-- start of Record list --
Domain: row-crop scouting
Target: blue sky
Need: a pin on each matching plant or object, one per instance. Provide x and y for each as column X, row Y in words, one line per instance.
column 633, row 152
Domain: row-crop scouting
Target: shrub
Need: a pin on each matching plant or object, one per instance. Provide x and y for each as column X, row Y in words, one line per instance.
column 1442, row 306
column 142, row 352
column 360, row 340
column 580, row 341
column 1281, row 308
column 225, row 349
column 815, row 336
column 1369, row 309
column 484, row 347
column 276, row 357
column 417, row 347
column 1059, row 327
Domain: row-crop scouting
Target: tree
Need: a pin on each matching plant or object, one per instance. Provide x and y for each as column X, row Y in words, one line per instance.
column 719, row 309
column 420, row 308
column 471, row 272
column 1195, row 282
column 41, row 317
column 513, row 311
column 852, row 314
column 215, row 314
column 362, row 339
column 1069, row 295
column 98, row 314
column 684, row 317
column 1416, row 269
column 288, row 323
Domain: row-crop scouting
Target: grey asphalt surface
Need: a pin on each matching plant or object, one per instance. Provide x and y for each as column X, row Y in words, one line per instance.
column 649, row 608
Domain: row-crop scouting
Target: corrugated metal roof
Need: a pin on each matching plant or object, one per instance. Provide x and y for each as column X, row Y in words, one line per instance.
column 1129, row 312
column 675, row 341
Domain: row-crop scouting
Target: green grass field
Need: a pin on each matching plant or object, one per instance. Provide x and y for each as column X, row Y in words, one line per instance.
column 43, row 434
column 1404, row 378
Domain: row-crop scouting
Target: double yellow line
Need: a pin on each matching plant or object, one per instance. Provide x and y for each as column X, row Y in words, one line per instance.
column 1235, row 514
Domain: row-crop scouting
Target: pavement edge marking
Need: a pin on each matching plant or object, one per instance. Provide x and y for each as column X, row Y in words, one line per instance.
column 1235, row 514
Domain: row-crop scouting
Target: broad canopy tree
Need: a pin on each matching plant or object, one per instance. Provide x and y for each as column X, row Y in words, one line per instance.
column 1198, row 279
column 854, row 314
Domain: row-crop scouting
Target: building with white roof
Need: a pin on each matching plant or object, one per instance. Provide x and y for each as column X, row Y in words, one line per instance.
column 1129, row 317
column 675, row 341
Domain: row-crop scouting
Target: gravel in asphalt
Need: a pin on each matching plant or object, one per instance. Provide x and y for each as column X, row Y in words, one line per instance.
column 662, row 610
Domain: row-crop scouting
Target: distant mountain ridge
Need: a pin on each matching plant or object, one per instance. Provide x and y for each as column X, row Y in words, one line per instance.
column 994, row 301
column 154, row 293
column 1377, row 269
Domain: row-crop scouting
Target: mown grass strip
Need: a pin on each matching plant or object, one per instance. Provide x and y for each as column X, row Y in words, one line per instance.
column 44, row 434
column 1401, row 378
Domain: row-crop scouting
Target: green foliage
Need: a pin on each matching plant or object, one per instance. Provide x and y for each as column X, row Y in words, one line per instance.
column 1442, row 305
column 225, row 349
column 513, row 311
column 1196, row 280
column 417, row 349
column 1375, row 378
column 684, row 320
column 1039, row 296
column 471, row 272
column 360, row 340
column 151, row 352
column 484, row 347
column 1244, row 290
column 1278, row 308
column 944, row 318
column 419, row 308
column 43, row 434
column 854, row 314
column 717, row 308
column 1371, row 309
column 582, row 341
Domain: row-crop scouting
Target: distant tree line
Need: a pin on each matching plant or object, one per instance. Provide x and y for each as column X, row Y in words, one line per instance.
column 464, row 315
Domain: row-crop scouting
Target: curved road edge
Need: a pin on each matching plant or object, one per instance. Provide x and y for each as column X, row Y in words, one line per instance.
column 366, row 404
-- end of Record list --
Render every line of the records above as a JSON list of strings, with one string per line and any blank lines omitted.

[
  "Domain: row-crop scouting",
  "Target: blue sky",
  "Need: a pin on each matching plant or object, one per instance. Provide x and y for each as column X, row Y in words, one line per instance.",
  "column 633, row 152",
  "Domain: row-crop scouting",
  "Target: shrub",
  "Need: a pin on each matching plant or object, one per instance. Provide x and y for each as column X, row Y in words, one line per instance.",
  "column 1442, row 306",
  "column 142, row 352",
  "column 360, row 340",
  "column 580, row 341",
  "column 1281, row 308",
  "column 225, row 349",
  "column 815, row 336",
  "column 1369, row 309",
  "column 484, row 347",
  "column 276, row 357",
  "column 417, row 347",
  "column 1059, row 327",
  "Domain: row-crop scouting",
  "Target: tree",
  "Need: a pin on each matching plant or object, one per instance. Provide x and y for each as column X, row Y in words, one line per instance.",
  "column 719, row 309",
  "column 420, row 308",
  "column 471, row 272",
  "column 1195, row 282",
  "column 41, row 317",
  "column 513, row 311",
  "column 852, row 314",
  "column 215, row 314",
  "column 362, row 339",
  "column 1069, row 295",
  "column 98, row 314",
  "column 684, row 317",
  "column 1416, row 269",
  "column 288, row 323",
  "Domain: row-crop scouting",
  "Target: grey asphalt surface",
  "Need: a pin on each matching plant or object, one per instance. Provide x and y for each as column X, row Y in words, one line per instance.",
  "column 649, row 608",
  "Domain: row-crop scouting",
  "Target: corrugated metal roof",
  "Need: a pin on each matching plant or object, one per instance. Provide x and y for each as column X, row Y in words, one line per instance.",
  "column 1129, row 312",
  "column 675, row 341",
  "Domain: row-crop scouting",
  "Target: green grass field",
  "Need: a pin on each matching plant or object, one per instance. Provide x and y for each as column X, row Y in words, one line per instance.",
  "column 43, row 434",
  "column 1404, row 378",
  "Domain: row-crop scouting",
  "Target: double yellow line",
  "Need: a pin on each matching plant or object, one per instance. Provide x and y for each as column X, row Y in words, one line per instance.",
  "column 1235, row 514",
  "Domain: row-crop scouting",
  "Target: pavement edge marking",
  "Need: a pin on each matching plant or object, one per instance. Provide x and y for each as column X, row Y in words, one line per instance.",
  "column 1235, row 514",
  "Domain: row-crop scouting",
  "Target: broad canopy tree",
  "Need: a pin on each matching plant or object, one per instance. Provide x and y for each as column X, row Y in words, one line per instance.",
  "column 1198, row 279",
  "column 854, row 314",
  "Domain: row-crop scouting",
  "Target: building with white roof",
  "Need: a pin on each matching plant or object, one per instance. Provide x and y for each as column X, row Y in words, one line per instance.",
  "column 1129, row 317",
  "column 675, row 341",
  "Domain: row-crop scouting",
  "Target: gravel in asphalt",
  "Need: a pin on each matching plant or object, one per instance. Provide x and y for each as column X, row Y in words, one line per instance.",
  "column 662, row 610",
  "Domain: row-crop scouting",
  "Target: distant mountain ridge",
  "Need: a pin on each matching plant or object, one per instance. Provide x and y for each as column X, row Y in words, one line per instance.",
  "column 994, row 301",
  "column 154, row 293",
  "column 1377, row 269",
  "Domain: row-crop scouting",
  "Target: mown grass strip",
  "Need: a pin on each matching plant or object, one per instance. Provide x and y for each as column X, row Y in words, one line per instance.",
  "column 44, row 434",
  "column 1401, row 378",
  "Domain: row-crop scouting",
  "Target: green foliage",
  "Need: a pin on each matching plant or object, one per instance. Provide x and y for each as column X, row Y in words, one line per instance.",
  "column 1442, row 305",
  "column 225, row 349",
  "column 513, row 311",
  "column 1196, row 280",
  "column 417, row 349",
  "column 1375, row 378",
  "column 684, row 320",
  "column 1039, row 296",
  "column 471, row 272",
  "column 360, row 340",
  "column 151, row 352",
  "column 484, row 347",
  "column 1244, row 290",
  "column 1278, row 308",
  "column 944, row 318",
  "column 419, row 308",
  "column 43, row 434",
  "column 854, row 314",
  "column 717, row 308",
  "column 1371, row 309",
  "column 582, row 341",
  "Domain: row-crop scouting",
  "Target: distant tree line",
  "Need: a pin on each matching plant or object, one per instance. Provide x and y for each as column X, row Y in words, one line per instance.",
  "column 464, row 315",
  "Domain: row-crop scouting",
  "Target: curved road edge",
  "Need: a pin on each matching plant or object, one per instance. Provide x and y for each as column X, row Y in words, one line per instance.",
  "column 366, row 404"
]